• **The task**:
Upon reaching the line containing "171 391 L 118", output that line and all remaining lines exactly, through the end of the entries, and output nothing before it.

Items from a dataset
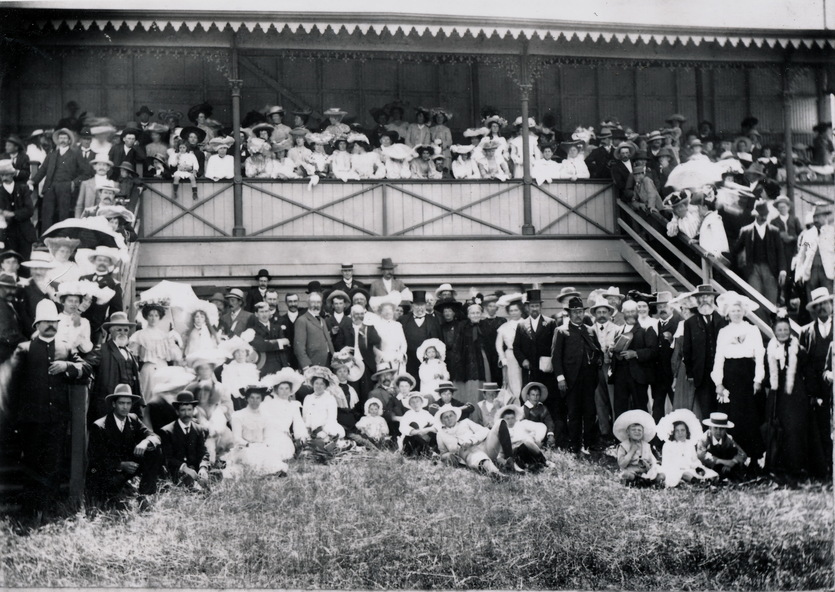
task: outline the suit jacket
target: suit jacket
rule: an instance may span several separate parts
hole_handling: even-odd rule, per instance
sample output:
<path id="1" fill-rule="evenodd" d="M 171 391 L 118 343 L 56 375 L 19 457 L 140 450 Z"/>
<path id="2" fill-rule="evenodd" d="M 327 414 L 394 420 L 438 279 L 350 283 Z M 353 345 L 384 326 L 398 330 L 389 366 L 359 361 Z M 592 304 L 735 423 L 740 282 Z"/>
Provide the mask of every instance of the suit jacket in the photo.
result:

• **Result of the task**:
<path id="1" fill-rule="evenodd" d="M 171 391 L 118 343 L 56 375 L 19 457 L 140 450 Z"/>
<path id="2" fill-rule="evenodd" d="M 327 414 L 394 420 L 438 279 L 350 283 Z M 353 345 L 384 326 L 398 330 L 389 366 L 359 361 Z M 592 304 L 735 423 L 740 282 Z"/>
Provide the mask of every instance of the suit jacket in the photo.
result:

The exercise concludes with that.